=== Task to carry out ===
Output the lines of the material below as a numbered list with blank lines left out, covering only the stretch that begins at the line containing "Where can you find the green stem?" and runs through the end of the material.

Dataset excerpts on pointing at objects
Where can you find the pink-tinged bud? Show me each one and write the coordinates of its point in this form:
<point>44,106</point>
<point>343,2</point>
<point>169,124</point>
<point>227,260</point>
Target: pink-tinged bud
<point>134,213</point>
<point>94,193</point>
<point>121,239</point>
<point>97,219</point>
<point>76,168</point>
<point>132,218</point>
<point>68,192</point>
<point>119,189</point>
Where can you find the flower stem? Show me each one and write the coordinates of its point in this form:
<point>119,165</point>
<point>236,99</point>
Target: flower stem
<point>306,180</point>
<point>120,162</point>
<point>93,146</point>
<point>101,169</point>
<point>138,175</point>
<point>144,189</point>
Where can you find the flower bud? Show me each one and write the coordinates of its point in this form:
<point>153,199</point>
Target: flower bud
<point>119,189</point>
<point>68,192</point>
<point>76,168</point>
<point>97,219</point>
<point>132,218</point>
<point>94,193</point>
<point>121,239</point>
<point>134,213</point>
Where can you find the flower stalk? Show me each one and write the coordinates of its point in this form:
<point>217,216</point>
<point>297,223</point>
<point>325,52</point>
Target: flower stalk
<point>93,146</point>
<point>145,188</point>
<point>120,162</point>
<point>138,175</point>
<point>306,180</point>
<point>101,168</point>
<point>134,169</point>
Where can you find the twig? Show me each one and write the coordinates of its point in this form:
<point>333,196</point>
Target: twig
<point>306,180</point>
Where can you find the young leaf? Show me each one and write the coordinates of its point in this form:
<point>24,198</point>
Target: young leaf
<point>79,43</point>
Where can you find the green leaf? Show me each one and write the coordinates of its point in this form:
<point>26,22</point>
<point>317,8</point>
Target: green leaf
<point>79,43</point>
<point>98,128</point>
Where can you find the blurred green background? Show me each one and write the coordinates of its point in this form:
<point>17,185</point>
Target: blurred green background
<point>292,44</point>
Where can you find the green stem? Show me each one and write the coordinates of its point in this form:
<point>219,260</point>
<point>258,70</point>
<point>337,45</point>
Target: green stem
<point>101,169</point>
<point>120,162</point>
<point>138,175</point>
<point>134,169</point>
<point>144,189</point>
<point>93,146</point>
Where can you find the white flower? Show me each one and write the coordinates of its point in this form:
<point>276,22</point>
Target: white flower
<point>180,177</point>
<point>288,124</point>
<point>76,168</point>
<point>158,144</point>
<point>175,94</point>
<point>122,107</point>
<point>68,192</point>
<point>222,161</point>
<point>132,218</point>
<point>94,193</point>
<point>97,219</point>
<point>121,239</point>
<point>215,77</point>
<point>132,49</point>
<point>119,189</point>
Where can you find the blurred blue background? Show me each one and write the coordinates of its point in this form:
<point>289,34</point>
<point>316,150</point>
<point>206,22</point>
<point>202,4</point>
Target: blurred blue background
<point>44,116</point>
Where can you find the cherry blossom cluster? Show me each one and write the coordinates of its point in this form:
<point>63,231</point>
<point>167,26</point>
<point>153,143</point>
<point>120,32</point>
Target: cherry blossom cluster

=== Result for this exercise ===
1. Where can you find the green stem? Show me each one and write the coordinates of its point in this form:
2. <point>219,260</point>
3. <point>258,70</point>
4. <point>337,45</point>
5. Target: green stem
6. <point>101,169</point>
7. <point>120,162</point>
8. <point>138,175</point>
9. <point>134,169</point>
10. <point>144,189</point>
11. <point>93,146</point>
12. Where can you find the white flower? Show me each one and write the coordinates of its point in this form:
13. <point>276,22</point>
14. Target: white flower
15. <point>180,177</point>
16. <point>288,124</point>
17. <point>76,168</point>
18. <point>158,144</point>
19. <point>175,94</point>
20. <point>122,107</point>
21. <point>68,192</point>
22. <point>222,161</point>
23. <point>132,218</point>
24. <point>94,193</point>
25. <point>97,219</point>
26. <point>121,239</point>
27. <point>215,77</point>
28. <point>132,49</point>
29. <point>119,189</point>
30. Where can you find the blurred blue background? Show me each one and write the coordinates of its point in this form:
31. <point>289,34</point>
32. <point>316,150</point>
33. <point>206,22</point>
34. <point>202,4</point>
35. Target: blurred blue background
36. <point>44,116</point>
37. Where can you find the cherry blossom cluster? Show me each one and write the coordinates of its point in this form:
38. <point>63,231</point>
39. <point>167,26</point>
40. <point>153,143</point>
41. <point>120,32</point>
42. Target: cherry blossom cluster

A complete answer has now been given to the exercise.